# New guy... same old trust issues



## dior01 (Jun 21, 2011)

Thanks for reading this.

I have been thru a lot and got out of an emotionally abusive relationship with a cheating, lying pig 6 months ago.. phew! It's been hard to say the least and I suffered a lot getting over him and everything he put me thru while he was busy moving on in a matter of weeks and getting another girl pregnant. Did I mention we were engaged and living together?

Anyways.. I met this amazing guy 1 month ago.. the way we met was so out of the norm andalmost like 'meant to be".. (he had to pick up his sister's best friend from my birthday party because she was too drunk to drive home and that's how we met by fluke)

We moved a bit fast but it was like love at first sight so it felt right.. (we became official a month into dating) He is so different from my ex (even though physically they look a lot a like) He is respectful and sweet and wants to spend every minute with me..

So why is it that for the last week I've been questioning him like crazy? A few times he took hours to get back to me or had his phone off.. and even though he had a pefectly good explanation my gut was acting up like something shady was going on.. he's never given me a reason not to trust him so far and is the sweetest guy ever.. so am I going crazy or is my gut so well trained after my past experience that I detect even the smallest lie?

Any advice is appreciated.. I really like this one..


----------



## Jellybeans (Mar 8, 2011)

You've only known this guy for a month so my advice is to take it really slow. 
Feel him out. Right now you are just getting to know him. If you find that he isn't as into the relationship as you are, just let him go. 30 days isn't that long. You're in the beginning stages. Enjoy it.


----------



## 4821 (Nov 3, 2011)

dior01 said:


> Thanks for reading this.
> 
> I have been thru a lot and got out of an emotionally abusive relationship with a cheating, lying pig 6 months ago.. phew! It's been hard to say the least and I suffered a lot getting over him and everything he put me thru while he was busy moving on in a matter of weeks and getting another girl pregnant. Did I mention we were engaged and living together?
> 
> ...



You are feeling this way because the last man you loved was not trustworthy. You also feel this way because the man you are with now you do not know him. You moved quickly and you were on the rebound from your ex moving on.

Any way you can live on your own without a man? What happens when we live a lone a few years is to have retrospect into what when wrong with the first guy. Then you are independent, self-assured, and have a ton of confidence. You will learn so much about yourself.
━━━━━━
> _Given exercise 1_
Copy the forum thread word for word, starting at "You've only known" and ending at "stages. Enjoy it.".
The forum thread above and the listing that comes after it are unrelated to each other.
━━━━━━
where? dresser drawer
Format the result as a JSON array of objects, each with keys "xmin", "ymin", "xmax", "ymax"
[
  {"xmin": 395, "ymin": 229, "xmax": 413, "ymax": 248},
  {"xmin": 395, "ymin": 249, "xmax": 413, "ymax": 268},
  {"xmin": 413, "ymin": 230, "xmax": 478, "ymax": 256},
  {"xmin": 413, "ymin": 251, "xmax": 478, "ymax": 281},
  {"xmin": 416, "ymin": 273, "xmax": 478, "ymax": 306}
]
━━━━━━
> _Given exercise 2_
Arrange the lines of the listing as a JSON list of strings, one string for each line, with blank lines omitted.

> _Finished answer 1_
You've only known this guy for a month so my advice is to take it really slow. 
Feel him out. Right now you are just getting to know him. If you find that he isn't as into the relationship as you are, just let him go. 30 days isn't that long. You're in the beginning stages. Enjoy it.

> _Finished answer 2_
[
  "where? dresser drawer",
  "Format the result as a JSON array of objects, each with keys \"xmin\", \"ymin\", \"xmax\", \"ymax\"",
  "[",
  "  {\"xmin\": 395, \"ymin\": 229, \"xmax\": 413, \"ymax\": 248},",
  "  {\"xmin\": 395, \"ymin\": 249, \"xmax\": 413, \"ymax\": 268},",
  "  {\"xmin\": 413, \"ymin\": 230, \"xmax\": 478, \"ymax\": 256},",
  "  {\"xmin\": 413, \"ymin\": 251, \"xmax\": 478, \"ymax\": 281},",
  "  {\"xmin\": 416, \"ymin\": 273, \"xmax\": 478, \"ymax\": 306}",
  "]"
]